EXERCISE: Given the records below, pull every line with the word "flag" into the answer.

[Stored records]
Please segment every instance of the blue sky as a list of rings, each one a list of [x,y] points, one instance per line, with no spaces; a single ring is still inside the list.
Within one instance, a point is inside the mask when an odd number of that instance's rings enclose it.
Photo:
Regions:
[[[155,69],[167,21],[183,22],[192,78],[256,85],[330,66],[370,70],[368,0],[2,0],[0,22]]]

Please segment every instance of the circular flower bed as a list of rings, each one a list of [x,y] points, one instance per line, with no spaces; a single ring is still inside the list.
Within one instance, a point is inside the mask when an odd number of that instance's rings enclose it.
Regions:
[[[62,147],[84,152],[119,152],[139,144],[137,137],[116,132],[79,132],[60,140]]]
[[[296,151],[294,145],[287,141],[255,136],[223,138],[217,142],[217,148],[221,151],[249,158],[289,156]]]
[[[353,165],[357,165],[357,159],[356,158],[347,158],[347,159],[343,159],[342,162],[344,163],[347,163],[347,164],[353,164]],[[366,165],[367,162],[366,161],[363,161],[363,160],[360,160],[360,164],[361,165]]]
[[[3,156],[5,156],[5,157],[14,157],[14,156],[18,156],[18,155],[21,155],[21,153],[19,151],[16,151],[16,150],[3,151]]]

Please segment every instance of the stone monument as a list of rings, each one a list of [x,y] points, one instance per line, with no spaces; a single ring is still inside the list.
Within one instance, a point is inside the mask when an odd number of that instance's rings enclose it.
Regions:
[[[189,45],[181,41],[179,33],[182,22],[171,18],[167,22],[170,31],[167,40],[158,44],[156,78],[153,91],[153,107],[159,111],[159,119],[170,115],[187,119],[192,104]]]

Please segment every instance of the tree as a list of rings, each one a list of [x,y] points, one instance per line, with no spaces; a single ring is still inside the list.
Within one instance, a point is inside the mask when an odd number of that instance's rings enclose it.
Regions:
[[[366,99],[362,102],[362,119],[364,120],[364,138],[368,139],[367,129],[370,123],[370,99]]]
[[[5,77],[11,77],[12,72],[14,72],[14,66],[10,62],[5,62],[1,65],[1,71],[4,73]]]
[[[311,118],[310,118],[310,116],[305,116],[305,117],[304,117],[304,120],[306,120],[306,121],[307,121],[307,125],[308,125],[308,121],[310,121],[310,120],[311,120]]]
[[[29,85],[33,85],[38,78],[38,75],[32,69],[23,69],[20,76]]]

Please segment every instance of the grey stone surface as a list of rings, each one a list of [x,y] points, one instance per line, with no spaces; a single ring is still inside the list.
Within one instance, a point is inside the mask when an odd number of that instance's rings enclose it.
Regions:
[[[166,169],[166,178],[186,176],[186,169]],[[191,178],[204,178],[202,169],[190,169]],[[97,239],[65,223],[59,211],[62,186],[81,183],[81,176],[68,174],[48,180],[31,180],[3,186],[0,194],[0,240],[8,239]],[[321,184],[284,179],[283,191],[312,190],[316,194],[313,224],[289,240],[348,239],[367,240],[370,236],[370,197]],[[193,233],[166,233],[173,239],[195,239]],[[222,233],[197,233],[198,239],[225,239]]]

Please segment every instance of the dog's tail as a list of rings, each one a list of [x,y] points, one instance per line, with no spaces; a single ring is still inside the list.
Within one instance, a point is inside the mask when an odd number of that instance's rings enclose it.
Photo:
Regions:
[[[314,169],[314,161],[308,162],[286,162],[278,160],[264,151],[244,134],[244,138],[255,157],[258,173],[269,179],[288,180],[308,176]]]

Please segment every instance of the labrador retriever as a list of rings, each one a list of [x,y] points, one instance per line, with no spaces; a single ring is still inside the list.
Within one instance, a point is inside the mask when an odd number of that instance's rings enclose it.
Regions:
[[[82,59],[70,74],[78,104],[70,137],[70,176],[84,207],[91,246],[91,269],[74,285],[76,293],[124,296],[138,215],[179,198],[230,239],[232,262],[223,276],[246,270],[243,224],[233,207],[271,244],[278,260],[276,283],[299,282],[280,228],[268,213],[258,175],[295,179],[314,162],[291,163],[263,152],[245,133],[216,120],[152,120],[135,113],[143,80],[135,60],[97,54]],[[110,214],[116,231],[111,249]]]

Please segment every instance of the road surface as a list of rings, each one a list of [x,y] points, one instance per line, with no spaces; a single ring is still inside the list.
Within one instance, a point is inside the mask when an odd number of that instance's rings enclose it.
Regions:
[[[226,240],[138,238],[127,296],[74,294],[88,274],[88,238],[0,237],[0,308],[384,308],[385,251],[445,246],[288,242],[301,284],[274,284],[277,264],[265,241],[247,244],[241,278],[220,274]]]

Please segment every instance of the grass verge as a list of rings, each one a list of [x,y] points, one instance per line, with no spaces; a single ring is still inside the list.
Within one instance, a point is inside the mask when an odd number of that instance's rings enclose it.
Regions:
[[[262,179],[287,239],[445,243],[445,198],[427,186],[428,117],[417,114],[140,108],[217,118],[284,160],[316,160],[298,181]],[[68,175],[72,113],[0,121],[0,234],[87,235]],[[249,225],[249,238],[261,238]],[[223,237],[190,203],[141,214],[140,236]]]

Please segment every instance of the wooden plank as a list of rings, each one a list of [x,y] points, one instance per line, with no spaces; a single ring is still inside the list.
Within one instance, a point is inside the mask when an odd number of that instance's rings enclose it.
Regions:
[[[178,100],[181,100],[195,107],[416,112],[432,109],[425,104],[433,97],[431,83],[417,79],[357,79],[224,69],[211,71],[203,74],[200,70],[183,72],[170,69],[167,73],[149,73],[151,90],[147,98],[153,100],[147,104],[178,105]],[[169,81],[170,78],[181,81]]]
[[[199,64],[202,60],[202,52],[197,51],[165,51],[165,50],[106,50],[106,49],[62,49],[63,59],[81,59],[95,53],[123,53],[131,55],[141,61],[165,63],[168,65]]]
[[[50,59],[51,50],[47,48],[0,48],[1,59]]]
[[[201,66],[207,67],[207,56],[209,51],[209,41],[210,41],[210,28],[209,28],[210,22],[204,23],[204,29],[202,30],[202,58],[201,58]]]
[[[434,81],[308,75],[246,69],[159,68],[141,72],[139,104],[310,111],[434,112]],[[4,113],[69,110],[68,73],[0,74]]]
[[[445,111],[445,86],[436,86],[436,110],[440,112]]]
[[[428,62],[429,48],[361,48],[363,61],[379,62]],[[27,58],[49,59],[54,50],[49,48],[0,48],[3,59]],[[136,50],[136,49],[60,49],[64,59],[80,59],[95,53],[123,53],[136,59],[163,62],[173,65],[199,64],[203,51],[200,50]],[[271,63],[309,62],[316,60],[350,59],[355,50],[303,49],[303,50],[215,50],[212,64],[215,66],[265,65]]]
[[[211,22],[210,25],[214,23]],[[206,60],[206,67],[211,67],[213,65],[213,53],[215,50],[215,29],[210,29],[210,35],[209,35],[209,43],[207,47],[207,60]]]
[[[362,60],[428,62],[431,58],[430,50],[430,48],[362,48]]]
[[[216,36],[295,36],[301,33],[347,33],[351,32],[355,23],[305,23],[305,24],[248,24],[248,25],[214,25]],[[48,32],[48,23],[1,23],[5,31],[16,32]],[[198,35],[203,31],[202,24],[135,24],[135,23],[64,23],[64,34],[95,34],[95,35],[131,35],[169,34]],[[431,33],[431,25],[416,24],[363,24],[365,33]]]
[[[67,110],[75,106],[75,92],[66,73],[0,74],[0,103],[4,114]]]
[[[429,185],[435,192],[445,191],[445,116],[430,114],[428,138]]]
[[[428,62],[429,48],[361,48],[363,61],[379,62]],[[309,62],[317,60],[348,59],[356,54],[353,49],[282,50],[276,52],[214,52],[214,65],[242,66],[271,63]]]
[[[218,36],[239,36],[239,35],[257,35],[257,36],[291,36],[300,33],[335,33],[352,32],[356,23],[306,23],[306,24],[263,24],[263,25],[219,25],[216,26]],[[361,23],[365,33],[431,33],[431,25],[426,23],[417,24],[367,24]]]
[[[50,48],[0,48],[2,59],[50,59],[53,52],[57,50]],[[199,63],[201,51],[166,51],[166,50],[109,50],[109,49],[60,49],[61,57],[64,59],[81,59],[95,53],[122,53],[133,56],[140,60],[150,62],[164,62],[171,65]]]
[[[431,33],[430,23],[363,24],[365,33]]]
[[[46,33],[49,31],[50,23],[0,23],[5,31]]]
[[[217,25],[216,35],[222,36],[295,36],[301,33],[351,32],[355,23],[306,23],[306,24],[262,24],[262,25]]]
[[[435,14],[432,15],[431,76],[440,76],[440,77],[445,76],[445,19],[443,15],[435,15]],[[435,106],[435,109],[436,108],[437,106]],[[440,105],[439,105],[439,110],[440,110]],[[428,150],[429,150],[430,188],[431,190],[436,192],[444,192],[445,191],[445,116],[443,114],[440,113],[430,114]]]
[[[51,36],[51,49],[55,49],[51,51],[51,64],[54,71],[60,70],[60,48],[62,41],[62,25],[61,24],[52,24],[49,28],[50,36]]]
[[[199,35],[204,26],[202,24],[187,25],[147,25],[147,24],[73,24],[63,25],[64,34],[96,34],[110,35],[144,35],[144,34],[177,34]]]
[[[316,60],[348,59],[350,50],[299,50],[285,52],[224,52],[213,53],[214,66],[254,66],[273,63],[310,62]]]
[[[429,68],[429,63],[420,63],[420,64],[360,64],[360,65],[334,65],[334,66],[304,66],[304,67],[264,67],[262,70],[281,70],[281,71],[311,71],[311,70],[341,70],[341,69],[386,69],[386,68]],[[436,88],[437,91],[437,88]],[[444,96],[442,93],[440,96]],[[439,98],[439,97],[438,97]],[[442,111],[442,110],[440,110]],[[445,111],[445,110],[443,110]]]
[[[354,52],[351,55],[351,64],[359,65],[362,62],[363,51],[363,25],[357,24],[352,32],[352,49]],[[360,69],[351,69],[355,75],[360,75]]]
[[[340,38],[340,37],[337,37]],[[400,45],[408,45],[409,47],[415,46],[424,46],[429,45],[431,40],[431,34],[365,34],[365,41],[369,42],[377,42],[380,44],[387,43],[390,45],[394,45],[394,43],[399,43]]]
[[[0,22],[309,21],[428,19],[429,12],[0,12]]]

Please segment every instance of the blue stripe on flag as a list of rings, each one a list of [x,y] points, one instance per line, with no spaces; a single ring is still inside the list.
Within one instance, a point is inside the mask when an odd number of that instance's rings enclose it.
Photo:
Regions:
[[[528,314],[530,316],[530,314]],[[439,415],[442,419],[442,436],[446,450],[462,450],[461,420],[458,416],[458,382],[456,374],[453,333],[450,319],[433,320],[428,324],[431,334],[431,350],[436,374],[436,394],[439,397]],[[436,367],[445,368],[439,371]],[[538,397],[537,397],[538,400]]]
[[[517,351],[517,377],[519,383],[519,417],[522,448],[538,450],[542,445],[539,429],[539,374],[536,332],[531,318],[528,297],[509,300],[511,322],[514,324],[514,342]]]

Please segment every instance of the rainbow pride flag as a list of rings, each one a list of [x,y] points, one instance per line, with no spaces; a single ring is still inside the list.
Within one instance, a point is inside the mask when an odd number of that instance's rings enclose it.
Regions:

SOLUTION TO THE EXERCISE:
Please segment every instance of the blue stripe on flag as a list of rings, each one a list of [x,y] points, one instance per line, with no spaces; a single ring is still inside the list.
Please segment every instance of the rainbow pride flag as a list of rings, each one a list of [x,y] points, one instance per line, with no spaces; a single ring is still inside the list.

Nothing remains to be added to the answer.